- Enunciado del problema -
Devuelve, copiado literalmente, el fragmento del relato sobre Beto que empieza en las palabras "Ahora me cuesta" y se detiene después de las palabras "hecho psicoanálisis, agregó.".

Tratar con Beto me fue muy penoso. Influyó tanto en mí que con una supervisión no fue suficiente. Tuve que recurrir a la ayuda de una psicoterapia personal 

Tratar con Beto me fue muy penoso. Influyó tanto en mí que con una supervisión no fue suficiente. Tuve que recurrir a la ayuda de una psicoterapia personal.

Sentí límites, incapacidades que no podía manejar solo.

Ahora me cuesta mucho escribir esta historia.

Prometí no publicar este caso hasta que hubieran pasado 10 años. Ya fueron más. A menudo lo recuerdo.

La psicoterapia psicoanálitica empezó en el año 2003. Cuando la tragedia de los sucesos que comenzaron en 1976 ya eran una terrible historia.

Alberto se dio un apodo de muy niño, se llamaba Beto.

Su médico, el Dr. Maier, me contó telefónicamente sobre Beto. Me relató que se trataba de un señor de 49 años, argentino, que no hablaba muy bien alemán y que no sabía como ayudarle… Era uno de esos argentinos que ya habían hecho psicoanálisis, agregó.

No era el primer caso que trabajábamos juntos. Su descripción me intrigó porque es un médico muy bueno y hábil.

“Me pareció que vos sabrás”…terminó su relato.

Beto me vino a ver. Había consultado al médico porque tosía.

Le había dado antibióticos, pero no tenían efecto. Los calmantes con Efedrina, Codaína, lo hacían sentirse mareado y no los toleraba, tomaba un jarabe para poder dormir, que no servía mucho. Además estaba siempre constipado con dolor de estómago. Él mismo sugirió que podría ser psicosomático. Maier lo había conocido en el Centro de Refugiados. Iba a verlo él porque hablaba bien castellano.

Beto había llegado a Suiza en 1976 ó 77, a través de una organización de trabajadores de izquierda y de la Cruz Roja Suiza. Estaba en muy malas condiciones físicas, fue tratado cuando llegó. Había perdido mucho peso, se sentía débil y se lo tuvo que alimentar con muchas vitaminas, comidas para astronautas, suplementos alimentarios hasta que se recuperó. Pudo retomar una vida sana.

Como egresado y doctor de la Facultad de Ciencias Económicas de Córdoba, le dieron un trabajo, más bien humilde, en un banco. Pronto mostró que entendía mucho de la profesión y le fueron dando cada vez puestos mejores.

Cuando yo lo conocí ya tenía muchos amigos y una novia. Vivía hacía más de 20 años en Suiza. Participaba en encuentros que hacen los Latinoamericanos.

Hacía muchas veces de “asador” y de cocinero. Me contó riendo de placer, que a Maier le encantaba la parrilla y las empanadas, y que se comía el chimichurrí con la cuchara.

Después de un complicado inicio en nuestras conversaciones, me dijo en una oportunidad al final de la sesión que él se esforzaba mucho para que le fuera bien…y en voz baja y tosiendo: “no se me da, tal vez no puede ser…trato de ser consciente de lo que me pasa, pero no me sale…”

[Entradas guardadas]

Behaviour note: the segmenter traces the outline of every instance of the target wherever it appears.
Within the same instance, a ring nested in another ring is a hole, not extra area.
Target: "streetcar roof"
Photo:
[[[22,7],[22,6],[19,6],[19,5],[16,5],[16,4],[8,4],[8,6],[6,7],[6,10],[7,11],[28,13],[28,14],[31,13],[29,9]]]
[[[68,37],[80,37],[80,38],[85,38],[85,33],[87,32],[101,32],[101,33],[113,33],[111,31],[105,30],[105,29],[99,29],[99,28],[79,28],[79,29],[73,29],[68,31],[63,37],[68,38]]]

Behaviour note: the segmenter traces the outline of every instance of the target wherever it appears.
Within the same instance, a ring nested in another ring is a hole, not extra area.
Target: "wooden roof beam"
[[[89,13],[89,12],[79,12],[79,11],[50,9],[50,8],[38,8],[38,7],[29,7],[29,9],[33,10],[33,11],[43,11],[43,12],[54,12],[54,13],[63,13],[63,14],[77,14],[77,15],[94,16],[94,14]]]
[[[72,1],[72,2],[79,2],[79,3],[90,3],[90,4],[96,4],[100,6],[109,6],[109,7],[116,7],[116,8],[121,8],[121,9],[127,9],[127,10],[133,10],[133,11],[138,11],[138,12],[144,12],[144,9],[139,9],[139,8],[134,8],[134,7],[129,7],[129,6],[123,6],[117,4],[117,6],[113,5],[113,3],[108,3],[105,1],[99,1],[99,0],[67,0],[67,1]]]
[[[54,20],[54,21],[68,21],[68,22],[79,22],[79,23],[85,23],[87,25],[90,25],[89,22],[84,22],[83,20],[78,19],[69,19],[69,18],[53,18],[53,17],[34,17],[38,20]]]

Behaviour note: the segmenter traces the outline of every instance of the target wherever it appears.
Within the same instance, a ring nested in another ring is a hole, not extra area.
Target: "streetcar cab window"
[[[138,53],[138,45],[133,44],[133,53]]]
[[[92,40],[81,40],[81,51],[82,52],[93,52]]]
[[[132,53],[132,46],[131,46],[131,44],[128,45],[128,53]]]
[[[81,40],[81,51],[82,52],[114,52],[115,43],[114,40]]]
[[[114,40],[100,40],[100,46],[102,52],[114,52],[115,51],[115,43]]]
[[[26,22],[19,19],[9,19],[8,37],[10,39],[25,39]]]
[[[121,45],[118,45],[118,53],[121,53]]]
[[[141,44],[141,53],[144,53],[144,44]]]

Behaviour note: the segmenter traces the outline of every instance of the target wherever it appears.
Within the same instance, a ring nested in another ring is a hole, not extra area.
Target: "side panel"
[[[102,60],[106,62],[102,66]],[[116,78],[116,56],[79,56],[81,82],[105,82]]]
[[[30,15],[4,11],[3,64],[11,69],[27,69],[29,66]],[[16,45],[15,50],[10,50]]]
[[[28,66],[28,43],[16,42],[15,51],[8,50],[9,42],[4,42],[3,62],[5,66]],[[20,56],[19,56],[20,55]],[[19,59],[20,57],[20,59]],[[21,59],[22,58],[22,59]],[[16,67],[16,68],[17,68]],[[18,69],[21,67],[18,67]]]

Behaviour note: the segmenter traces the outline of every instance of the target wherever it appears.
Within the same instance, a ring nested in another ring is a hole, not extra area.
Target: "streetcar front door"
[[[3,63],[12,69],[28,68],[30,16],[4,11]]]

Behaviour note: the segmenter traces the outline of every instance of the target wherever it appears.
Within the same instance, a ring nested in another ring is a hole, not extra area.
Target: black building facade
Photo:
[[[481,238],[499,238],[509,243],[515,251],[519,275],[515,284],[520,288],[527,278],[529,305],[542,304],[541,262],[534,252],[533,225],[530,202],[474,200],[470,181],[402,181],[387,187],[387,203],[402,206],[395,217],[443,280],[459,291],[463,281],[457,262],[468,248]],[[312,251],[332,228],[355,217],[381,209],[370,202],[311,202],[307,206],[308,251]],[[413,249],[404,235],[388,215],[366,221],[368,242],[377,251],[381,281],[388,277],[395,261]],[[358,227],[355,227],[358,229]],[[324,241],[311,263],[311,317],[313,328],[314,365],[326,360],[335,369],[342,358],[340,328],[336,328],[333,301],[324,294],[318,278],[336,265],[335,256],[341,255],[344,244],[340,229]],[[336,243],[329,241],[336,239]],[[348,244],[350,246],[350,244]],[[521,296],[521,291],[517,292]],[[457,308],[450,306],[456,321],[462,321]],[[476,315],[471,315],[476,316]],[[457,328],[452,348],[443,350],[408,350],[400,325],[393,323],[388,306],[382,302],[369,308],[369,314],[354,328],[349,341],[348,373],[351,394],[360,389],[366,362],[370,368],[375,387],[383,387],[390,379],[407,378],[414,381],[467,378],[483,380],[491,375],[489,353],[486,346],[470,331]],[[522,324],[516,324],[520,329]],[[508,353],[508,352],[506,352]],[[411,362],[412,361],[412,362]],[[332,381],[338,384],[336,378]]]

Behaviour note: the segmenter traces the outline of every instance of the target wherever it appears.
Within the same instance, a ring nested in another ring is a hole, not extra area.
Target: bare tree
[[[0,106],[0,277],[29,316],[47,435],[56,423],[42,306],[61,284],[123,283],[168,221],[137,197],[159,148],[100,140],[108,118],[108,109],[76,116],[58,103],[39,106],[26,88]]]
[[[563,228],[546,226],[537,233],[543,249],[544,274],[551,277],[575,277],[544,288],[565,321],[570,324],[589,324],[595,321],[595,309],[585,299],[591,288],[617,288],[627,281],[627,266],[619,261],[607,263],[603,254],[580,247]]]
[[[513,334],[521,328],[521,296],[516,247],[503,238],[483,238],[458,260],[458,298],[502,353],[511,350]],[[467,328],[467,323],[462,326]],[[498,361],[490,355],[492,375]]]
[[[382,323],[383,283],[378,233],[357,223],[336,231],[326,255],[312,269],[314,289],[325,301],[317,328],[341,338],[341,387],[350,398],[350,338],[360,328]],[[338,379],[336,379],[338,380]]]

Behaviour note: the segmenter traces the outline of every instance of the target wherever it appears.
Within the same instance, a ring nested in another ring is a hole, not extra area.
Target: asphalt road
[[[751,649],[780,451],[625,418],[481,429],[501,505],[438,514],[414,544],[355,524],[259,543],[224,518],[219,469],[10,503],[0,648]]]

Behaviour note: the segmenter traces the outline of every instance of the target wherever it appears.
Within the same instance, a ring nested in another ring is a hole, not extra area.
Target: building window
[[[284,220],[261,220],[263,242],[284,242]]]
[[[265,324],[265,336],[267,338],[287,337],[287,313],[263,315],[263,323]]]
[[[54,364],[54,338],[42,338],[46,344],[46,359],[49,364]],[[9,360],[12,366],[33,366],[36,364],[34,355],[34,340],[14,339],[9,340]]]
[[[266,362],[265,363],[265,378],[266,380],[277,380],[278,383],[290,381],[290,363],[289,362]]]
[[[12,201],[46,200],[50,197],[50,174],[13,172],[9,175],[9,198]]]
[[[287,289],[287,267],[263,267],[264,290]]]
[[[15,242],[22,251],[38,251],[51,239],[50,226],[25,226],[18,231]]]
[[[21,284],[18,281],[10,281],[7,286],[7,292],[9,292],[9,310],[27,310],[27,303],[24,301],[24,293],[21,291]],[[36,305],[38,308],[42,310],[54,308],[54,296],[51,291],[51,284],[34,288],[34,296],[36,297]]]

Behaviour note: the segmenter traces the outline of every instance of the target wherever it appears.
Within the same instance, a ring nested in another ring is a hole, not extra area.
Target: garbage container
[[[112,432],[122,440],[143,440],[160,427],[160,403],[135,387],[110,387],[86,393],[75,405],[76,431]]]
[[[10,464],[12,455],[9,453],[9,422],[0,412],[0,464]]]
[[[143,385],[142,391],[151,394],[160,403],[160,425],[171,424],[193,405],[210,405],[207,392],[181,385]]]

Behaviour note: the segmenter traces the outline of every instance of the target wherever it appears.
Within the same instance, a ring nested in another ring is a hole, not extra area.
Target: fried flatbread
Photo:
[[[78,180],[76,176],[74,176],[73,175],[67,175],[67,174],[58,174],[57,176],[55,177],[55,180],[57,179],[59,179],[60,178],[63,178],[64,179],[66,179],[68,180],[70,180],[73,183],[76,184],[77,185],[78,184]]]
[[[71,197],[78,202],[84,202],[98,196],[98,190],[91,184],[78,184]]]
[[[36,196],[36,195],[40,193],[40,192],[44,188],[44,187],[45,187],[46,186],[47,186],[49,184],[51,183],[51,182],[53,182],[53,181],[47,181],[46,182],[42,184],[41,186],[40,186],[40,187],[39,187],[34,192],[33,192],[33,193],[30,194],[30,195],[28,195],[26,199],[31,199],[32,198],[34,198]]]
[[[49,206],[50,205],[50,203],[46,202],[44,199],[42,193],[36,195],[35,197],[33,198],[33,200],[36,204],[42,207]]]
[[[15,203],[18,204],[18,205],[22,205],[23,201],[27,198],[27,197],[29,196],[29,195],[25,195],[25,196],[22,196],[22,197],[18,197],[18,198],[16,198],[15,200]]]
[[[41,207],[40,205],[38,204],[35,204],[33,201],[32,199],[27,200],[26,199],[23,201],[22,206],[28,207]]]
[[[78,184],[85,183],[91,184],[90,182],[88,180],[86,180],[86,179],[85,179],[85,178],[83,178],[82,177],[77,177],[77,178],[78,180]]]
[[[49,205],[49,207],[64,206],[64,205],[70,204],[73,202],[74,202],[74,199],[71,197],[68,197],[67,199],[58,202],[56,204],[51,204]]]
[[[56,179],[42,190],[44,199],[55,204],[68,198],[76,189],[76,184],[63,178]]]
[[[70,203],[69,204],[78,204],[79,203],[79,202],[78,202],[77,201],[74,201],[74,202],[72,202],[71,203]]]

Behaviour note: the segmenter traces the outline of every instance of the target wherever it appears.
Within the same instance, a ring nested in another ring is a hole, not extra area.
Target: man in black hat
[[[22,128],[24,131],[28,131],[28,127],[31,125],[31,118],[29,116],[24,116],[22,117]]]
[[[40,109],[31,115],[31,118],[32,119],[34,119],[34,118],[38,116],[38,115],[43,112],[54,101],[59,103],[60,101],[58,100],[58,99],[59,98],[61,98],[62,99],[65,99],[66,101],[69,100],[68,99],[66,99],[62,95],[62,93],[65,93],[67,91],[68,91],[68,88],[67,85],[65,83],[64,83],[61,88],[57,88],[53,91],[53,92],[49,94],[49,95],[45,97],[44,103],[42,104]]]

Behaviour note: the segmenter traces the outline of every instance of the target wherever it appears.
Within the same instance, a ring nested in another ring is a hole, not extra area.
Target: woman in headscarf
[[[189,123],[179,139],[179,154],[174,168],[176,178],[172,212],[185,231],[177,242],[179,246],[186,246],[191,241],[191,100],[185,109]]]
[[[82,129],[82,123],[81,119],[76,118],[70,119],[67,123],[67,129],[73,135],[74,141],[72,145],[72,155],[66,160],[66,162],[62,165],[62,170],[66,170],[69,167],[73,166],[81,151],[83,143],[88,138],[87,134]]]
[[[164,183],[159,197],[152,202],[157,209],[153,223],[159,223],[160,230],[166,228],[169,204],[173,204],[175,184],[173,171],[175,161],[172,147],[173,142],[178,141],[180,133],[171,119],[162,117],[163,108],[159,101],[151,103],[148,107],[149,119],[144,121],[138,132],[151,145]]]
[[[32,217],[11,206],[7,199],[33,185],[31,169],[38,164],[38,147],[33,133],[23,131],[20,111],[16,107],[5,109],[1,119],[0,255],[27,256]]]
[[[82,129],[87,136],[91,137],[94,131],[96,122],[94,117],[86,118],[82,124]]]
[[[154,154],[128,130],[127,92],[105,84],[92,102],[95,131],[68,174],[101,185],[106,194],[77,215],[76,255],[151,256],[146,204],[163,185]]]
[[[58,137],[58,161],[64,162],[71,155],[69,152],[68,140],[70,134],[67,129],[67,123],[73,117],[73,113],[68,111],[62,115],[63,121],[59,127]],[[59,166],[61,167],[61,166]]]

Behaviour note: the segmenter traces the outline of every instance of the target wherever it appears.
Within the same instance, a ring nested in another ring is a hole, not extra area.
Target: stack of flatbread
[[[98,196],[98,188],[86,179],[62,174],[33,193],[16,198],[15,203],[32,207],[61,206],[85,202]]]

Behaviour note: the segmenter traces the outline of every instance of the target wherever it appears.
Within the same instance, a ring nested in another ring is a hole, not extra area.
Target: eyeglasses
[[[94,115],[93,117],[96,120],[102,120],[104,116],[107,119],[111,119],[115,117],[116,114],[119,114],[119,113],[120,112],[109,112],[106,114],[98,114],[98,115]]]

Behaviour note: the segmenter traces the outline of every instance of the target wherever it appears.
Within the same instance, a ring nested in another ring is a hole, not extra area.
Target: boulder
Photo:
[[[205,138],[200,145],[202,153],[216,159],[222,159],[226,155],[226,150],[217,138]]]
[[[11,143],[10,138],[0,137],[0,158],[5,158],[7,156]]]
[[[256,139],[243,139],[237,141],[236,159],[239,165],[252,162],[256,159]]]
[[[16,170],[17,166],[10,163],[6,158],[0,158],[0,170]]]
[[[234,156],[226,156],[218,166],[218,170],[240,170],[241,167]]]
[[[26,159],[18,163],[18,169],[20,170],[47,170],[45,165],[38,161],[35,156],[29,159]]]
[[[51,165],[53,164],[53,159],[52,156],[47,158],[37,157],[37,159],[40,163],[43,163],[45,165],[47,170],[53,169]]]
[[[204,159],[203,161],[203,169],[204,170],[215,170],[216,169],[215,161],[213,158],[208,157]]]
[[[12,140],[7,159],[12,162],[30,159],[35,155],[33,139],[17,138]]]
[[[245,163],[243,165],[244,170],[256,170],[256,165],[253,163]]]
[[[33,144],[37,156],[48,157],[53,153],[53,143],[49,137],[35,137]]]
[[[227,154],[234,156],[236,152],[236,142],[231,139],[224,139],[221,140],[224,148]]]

- Respuesta escrita -
Ahora me cuesta mucho escribir esta historia.

Prometí no publicar este caso hasta que hubieran pasado 10 años. Ya fueron más. A menudo lo recuerdo.

La psicoterapia psicoanálitica empezó en el año 2003. Cuando la tragedia de los sucesos que comenzaron en 1976 ya eran una terrible historia.

Alberto se dio un apodo de muy niño, se llamaba Beto.

Su médico, el Dr. Maier, me contó telefónicamente sobre Beto. Me relató que se trataba de un señor de 49 años, argentino, que no hablaba muy bien alemán y que no sabía como ayudarle… Era uno de esos argentinos que ya habían hecho psicoanálisis, agregó.